DATASET RECORDS -
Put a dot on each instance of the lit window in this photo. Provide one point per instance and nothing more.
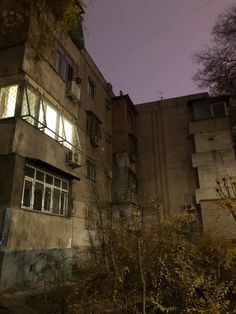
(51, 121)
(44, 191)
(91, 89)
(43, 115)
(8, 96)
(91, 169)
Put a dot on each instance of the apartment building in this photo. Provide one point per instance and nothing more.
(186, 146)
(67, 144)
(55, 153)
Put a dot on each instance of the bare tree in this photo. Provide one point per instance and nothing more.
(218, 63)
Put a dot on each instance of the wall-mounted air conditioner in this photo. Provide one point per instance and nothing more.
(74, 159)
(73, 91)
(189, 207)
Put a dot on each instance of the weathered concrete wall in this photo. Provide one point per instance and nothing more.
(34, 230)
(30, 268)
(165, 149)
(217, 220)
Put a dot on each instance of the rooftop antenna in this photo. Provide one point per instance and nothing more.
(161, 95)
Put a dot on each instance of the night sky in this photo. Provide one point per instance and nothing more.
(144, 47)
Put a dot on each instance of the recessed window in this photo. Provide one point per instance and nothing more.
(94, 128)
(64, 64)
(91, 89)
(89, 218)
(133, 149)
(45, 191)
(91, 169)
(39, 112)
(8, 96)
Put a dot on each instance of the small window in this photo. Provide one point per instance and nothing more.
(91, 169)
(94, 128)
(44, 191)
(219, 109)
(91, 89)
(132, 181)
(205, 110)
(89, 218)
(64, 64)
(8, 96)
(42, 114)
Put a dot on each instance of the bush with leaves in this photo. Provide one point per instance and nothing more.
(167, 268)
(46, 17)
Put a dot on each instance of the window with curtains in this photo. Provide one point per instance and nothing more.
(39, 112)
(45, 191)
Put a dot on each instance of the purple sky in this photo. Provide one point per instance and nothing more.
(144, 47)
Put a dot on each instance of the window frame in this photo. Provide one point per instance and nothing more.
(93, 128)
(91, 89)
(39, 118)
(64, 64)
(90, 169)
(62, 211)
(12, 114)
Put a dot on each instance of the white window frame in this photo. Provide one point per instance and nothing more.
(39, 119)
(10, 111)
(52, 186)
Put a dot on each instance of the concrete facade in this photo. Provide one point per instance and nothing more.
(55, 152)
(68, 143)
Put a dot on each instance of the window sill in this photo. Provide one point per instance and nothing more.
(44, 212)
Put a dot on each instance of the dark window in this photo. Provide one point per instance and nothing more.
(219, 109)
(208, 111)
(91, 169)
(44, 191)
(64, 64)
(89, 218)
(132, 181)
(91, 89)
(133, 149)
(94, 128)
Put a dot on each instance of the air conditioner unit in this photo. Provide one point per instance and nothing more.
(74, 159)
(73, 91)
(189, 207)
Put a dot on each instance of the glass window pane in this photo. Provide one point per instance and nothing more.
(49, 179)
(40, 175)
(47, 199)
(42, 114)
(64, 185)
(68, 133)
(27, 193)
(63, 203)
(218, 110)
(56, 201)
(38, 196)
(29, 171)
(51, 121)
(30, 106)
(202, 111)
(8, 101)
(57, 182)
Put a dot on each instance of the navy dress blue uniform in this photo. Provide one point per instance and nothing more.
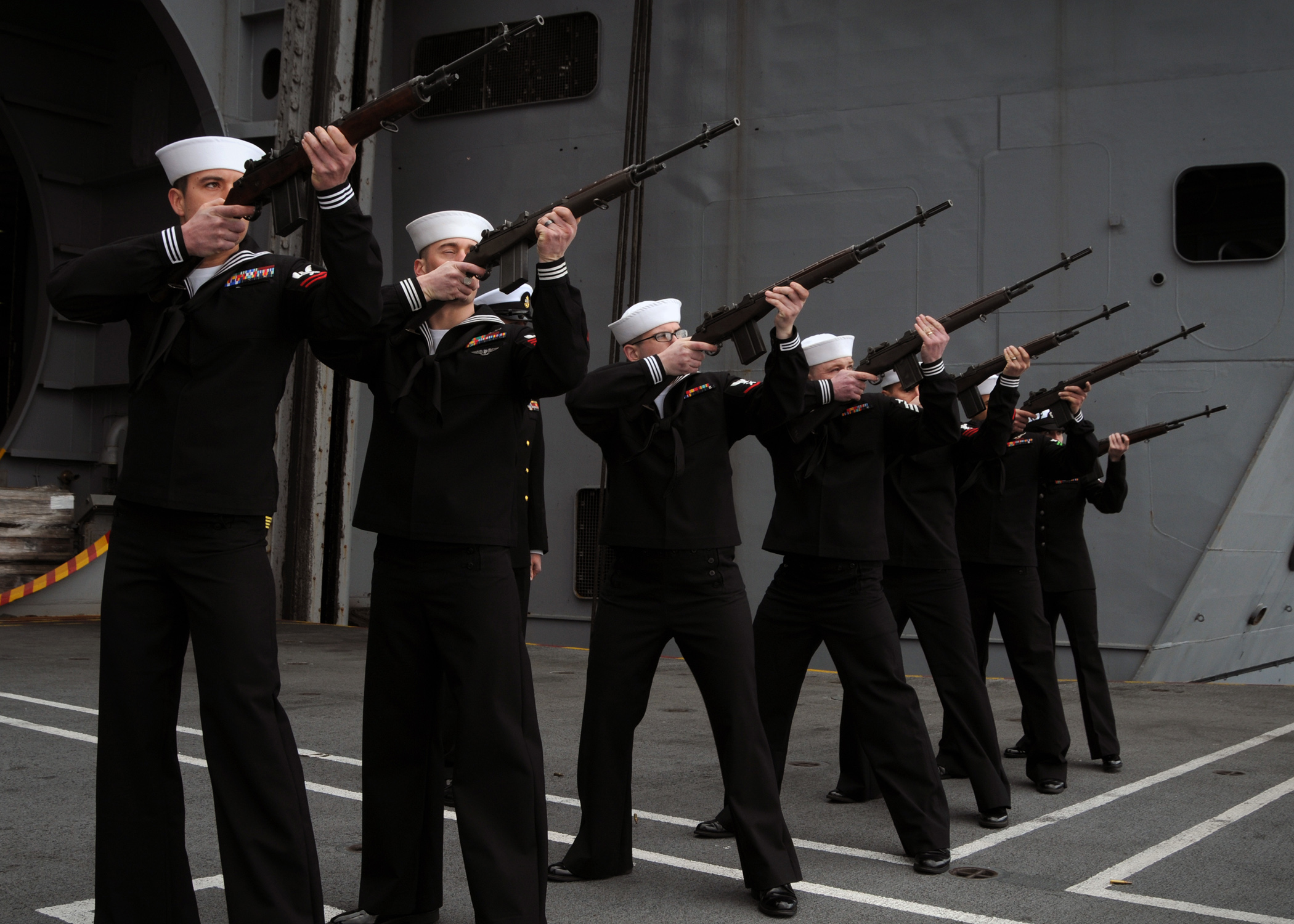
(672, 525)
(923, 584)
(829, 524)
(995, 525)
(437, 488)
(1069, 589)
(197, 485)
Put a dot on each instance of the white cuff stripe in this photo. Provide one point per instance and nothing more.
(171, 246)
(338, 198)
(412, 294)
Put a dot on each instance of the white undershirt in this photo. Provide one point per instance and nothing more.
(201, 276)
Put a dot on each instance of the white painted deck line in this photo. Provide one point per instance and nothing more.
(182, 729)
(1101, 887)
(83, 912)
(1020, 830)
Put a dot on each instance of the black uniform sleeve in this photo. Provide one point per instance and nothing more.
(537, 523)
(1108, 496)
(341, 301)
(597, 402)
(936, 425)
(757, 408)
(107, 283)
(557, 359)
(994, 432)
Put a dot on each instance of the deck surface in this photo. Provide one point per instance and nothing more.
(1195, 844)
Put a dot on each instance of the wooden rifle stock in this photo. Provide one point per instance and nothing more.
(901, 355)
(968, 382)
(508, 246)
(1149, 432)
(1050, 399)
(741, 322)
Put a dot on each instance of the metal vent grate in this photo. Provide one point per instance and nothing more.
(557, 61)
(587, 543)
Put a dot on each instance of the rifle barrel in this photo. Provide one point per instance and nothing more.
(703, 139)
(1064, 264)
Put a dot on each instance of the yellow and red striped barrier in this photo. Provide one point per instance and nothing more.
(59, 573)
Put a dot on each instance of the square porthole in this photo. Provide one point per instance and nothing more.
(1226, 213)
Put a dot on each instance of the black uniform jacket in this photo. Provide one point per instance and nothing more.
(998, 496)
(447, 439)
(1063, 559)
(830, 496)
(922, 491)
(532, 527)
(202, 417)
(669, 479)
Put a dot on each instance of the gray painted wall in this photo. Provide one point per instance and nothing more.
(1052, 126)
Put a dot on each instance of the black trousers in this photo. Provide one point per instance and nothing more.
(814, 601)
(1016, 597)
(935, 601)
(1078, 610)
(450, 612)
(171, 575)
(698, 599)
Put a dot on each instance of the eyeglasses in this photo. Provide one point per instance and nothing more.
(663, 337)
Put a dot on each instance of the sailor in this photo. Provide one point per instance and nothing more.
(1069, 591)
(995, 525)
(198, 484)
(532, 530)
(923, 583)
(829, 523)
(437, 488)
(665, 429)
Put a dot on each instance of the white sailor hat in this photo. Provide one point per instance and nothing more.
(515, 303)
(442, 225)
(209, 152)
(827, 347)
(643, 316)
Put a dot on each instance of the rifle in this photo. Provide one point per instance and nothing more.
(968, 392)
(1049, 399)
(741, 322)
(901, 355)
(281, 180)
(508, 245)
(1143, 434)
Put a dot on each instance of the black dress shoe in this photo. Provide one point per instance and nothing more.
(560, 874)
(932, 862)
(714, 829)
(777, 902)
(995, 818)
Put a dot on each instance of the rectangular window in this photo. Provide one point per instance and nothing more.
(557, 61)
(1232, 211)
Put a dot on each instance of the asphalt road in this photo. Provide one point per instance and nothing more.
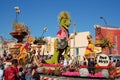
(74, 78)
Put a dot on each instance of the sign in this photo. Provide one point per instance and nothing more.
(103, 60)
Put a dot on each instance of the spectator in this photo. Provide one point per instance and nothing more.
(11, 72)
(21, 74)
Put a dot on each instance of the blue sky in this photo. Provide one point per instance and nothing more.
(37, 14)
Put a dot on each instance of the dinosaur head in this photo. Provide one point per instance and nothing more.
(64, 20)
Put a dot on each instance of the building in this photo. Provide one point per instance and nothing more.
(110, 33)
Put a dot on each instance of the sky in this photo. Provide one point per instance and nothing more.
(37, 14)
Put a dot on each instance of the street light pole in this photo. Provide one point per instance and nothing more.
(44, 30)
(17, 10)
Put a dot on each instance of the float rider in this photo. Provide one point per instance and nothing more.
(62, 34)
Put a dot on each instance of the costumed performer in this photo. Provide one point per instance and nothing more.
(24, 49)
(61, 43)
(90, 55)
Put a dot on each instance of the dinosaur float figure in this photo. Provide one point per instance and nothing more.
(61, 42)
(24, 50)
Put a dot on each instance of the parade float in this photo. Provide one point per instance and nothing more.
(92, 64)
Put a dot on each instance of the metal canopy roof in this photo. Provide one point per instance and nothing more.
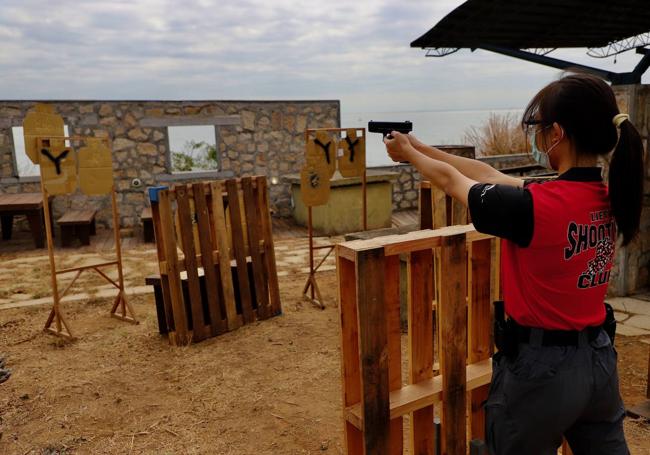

WHAT NEEDS TO BE DONE -
Begin with the line that contains "Put a dot on each instance of the building" and repeat every line through the end of the data, exactly and only those lines, leaving out the pictures.

FULL RESPONSE -
Put a dot on each instance of the building in this photo. Provide one point per instance and nothing more.
(110, 33)
Put a dot on each instance of the sky in this photo. Provide one point per instance and nothing more.
(37, 14)
Put a dot on each instance of the street light pole in this photo. Provide one point per instance and nothing more.
(44, 30)
(17, 10)
Put a dot on each instance of the float rider in this photo. Provide one point per instance and nothing more.
(62, 34)
Put a dot on each instance of the costumed performer in this photo. Provide one point per instance and nothing more.
(24, 49)
(61, 43)
(90, 55)
Put a dot on each instance of the dinosaur float figure in this photo. Provide one point per instance and nothing more.
(61, 42)
(24, 50)
Put a dot on each instance of the parade float in this photo. Provide one point per instance and nothing more.
(92, 64)
Put a dot on each instance of the metal canopy roof in this photo. Provide one point per instance and nothing more.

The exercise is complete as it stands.